- **Your goal**:
Check every line in the records below for the word "positive" and report how many have it, nothing more.

- **Dataset excerpts**:
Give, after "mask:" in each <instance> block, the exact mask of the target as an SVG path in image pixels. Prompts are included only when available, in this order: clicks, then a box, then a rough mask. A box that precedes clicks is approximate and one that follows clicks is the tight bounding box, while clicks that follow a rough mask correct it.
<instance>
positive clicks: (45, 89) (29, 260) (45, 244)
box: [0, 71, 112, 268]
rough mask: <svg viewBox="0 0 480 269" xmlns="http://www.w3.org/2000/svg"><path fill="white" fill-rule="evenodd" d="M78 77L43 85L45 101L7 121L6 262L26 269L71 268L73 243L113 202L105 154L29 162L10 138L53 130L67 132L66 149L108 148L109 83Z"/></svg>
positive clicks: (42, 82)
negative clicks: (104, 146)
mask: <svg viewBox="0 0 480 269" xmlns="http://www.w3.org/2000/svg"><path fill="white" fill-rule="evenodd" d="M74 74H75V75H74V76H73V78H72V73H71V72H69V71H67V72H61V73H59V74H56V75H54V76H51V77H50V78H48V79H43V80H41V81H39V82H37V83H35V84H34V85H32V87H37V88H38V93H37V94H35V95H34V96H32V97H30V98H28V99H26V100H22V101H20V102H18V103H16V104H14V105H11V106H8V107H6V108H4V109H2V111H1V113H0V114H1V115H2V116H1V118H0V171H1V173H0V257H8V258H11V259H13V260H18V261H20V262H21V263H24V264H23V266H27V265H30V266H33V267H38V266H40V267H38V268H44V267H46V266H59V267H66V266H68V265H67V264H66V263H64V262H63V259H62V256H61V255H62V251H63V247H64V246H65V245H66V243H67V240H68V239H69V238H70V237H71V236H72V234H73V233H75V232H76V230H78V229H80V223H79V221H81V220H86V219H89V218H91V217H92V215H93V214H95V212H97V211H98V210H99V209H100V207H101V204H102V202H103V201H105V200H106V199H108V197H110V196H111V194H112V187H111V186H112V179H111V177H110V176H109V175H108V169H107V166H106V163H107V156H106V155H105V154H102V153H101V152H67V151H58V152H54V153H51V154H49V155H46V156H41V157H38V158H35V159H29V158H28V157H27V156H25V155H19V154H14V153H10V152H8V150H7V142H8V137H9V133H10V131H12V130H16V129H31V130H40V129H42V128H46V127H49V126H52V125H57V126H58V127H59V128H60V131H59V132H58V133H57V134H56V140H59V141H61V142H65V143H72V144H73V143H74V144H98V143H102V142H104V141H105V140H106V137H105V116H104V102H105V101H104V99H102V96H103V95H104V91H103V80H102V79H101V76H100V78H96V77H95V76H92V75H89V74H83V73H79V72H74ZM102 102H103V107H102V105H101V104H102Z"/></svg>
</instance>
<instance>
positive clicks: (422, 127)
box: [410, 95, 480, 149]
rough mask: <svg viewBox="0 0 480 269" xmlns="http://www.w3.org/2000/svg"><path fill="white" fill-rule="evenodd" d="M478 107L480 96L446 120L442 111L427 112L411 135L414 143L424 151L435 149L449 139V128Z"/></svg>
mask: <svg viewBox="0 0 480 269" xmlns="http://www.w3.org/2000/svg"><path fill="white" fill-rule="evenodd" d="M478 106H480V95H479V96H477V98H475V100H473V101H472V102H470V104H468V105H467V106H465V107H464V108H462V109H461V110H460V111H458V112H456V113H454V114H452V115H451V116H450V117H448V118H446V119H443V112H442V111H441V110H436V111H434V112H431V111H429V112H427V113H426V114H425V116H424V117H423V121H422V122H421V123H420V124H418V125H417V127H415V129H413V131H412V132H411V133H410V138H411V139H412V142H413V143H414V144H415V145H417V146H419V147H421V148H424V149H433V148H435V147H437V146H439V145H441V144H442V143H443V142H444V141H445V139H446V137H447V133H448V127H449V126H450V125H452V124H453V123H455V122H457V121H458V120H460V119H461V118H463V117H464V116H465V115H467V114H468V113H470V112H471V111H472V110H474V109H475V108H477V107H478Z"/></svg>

- **Output of the exercise**:
3